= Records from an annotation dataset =
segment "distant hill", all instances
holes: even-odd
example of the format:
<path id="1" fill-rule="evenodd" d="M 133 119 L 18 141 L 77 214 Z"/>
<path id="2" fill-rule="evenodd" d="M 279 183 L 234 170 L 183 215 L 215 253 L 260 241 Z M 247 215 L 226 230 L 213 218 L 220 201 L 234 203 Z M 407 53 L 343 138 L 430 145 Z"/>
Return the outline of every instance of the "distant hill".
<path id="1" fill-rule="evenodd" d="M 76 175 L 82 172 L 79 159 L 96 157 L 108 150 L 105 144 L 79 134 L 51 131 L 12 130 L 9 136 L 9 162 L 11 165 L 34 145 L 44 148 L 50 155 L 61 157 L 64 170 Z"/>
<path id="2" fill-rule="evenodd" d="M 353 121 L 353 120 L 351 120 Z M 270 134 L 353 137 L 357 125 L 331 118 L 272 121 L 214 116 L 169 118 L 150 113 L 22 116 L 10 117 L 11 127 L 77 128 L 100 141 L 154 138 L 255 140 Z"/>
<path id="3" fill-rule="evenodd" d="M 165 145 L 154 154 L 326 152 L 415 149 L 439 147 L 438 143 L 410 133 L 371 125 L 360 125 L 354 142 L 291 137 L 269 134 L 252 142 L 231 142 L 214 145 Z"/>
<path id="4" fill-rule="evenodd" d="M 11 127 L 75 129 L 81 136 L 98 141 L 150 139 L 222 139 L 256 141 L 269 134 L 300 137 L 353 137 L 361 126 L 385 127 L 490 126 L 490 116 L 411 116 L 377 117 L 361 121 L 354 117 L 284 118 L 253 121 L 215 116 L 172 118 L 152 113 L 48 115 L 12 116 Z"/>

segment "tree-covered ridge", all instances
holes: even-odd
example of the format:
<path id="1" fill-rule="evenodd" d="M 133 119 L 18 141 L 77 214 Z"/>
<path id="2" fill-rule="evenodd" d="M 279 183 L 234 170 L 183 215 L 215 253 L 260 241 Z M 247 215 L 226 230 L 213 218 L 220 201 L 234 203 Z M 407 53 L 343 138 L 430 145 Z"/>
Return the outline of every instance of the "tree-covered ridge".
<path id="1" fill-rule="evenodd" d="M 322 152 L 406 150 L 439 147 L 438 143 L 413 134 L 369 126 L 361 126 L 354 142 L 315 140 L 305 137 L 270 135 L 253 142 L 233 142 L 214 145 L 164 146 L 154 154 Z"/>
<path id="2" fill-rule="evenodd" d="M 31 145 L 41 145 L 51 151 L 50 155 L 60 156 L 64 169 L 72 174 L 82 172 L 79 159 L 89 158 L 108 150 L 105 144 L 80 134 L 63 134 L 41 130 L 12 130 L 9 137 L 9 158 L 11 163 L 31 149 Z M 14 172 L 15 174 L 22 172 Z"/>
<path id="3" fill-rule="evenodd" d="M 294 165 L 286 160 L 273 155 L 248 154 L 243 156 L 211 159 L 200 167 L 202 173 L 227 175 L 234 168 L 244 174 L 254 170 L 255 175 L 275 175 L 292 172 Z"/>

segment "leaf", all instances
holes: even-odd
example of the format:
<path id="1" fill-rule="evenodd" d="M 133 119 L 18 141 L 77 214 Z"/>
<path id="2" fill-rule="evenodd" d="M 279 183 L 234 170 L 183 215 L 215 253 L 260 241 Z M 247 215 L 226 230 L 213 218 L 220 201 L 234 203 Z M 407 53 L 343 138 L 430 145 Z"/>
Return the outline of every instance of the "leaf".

= Job =
Render every line of the material above as a numbered list, omitting the blank lines.

= Result of the task =
1. segment "distant hill", all instances
2. holes: even-odd
3. example of the format:
4. <path id="1" fill-rule="evenodd" d="M 133 119 L 18 141 L 77 214 Z"/>
5. <path id="2" fill-rule="evenodd" d="M 279 183 L 234 170 L 183 215 L 215 253 L 260 241 Z M 247 215 L 226 230 L 213 218 L 220 201 L 234 203 Z M 407 53 L 343 138 L 430 145 Z"/>
6. Return the outline of every instance of the "distant hill".
7. <path id="1" fill-rule="evenodd" d="M 76 175 L 82 172 L 79 159 L 96 157 L 108 150 L 105 144 L 79 134 L 51 131 L 12 130 L 9 136 L 9 162 L 11 165 L 34 145 L 44 148 L 50 155 L 61 157 L 64 170 Z"/>
8. <path id="2" fill-rule="evenodd" d="M 353 121 L 353 120 L 351 120 Z M 270 134 L 353 137 L 357 125 L 331 118 L 272 121 L 214 116 L 169 118 L 150 113 L 22 116 L 10 117 L 11 127 L 77 128 L 100 141 L 154 138 L 255 140 Z"/>
9. <path id="3" fill-rule="evenodd" d="M 165 145 L 154 154 L 326 152 L 415 149 L 439 147 L 438 143 L 410 133 L 371 125 L 360 125 L 354 142 L 291 137 L 269 134 L 252 142 L 231 142 L 214 145 Z"/>
10. <path id="4" fill-rule="evenodd" d="M 11 127 L 75 129 L 81 136 L 98 141 L 150 139 L 222 139 L 256 141 L 269 134 L 300 137 L 353 137 L 361 126 L 385 127 L 490 126 L 490 116 L 411 116 L 377 117 L 361 121 L 354 117 L 284 118 L 253 121 L 215 116 L 172 118 L 152 113 L 48 115 L 12 116 Z"/>
11. segment "tree-covered ridge", all instances
12. holes: even-odd
13. example of the format:
14. <path id="1" fill-rule="evenodd" d="M 133 119 L 18 141 L 77 214 Z"/>
15. <path id="2" fill-rule="evenodd" d="M 279 183 L 234 170 L 183 215 L 215 253 L 260 241 Z M 247 215 L 226 230 L 213 218 L 220 201 L 234 203 Z M 407 53 L 343 138 L 430 145 Z"/>
16. Return the outline of every instance of the "tree-covered ridge".
17. <path id="1" fill-rule="evenodd" d="M 322 152 L 406 150 L 439 147 L 438 143 L 413 134 L 369 126 L 361 126 L 354 142 L 315 140 L 305 137 L 270 135 L 253 142 L 233 142 L 214 145 L 164 146 L 154 154 Z"/>
18. <path id="2" fill-rule="evenodd" d="M 31 145 L 41 145 L 51 151 L 50 155 L 60 156 L 64 169 L 72 174 L 82 172 L 79 159 L 89 158 L 108 150 L 105 144 L 80 134 L 63 134 L 41 130 L 12 130 L 9 137 L 9 158 L 11 163 L 31 149 Z M 14 172 L 15 174 L 22 172 Z"/>
19. <path id="3" fill-rule="evenodd" d="M 294 165 L 286 160 L 273 155 L 248 154 L 243 156 L 211 159 L 200 167 L 202 173 L 227 175 L 234 168 L 244 174 L 254 170 L 255 175 L 275 175 L 292 172 Z"/>
20. segment "leaf", all instances
21. holes: even-odd
22. example of the format:
23. <path id="1" fill-rule="evenodd" d="M 133 119 L 18 141 L 77 214 Z"/>
24. <path id="2" fill-rule="evenodd" d="M 279 183 L 234 170 L 183 215 L 215 253 L 260 241 Z M 247 215 L 226 230 L 213 218 L 220 201 L 234 203 Z M 407 53 L 343 138 L 430 145 Z"/>
25. Return the outline of every instance of the "leaf".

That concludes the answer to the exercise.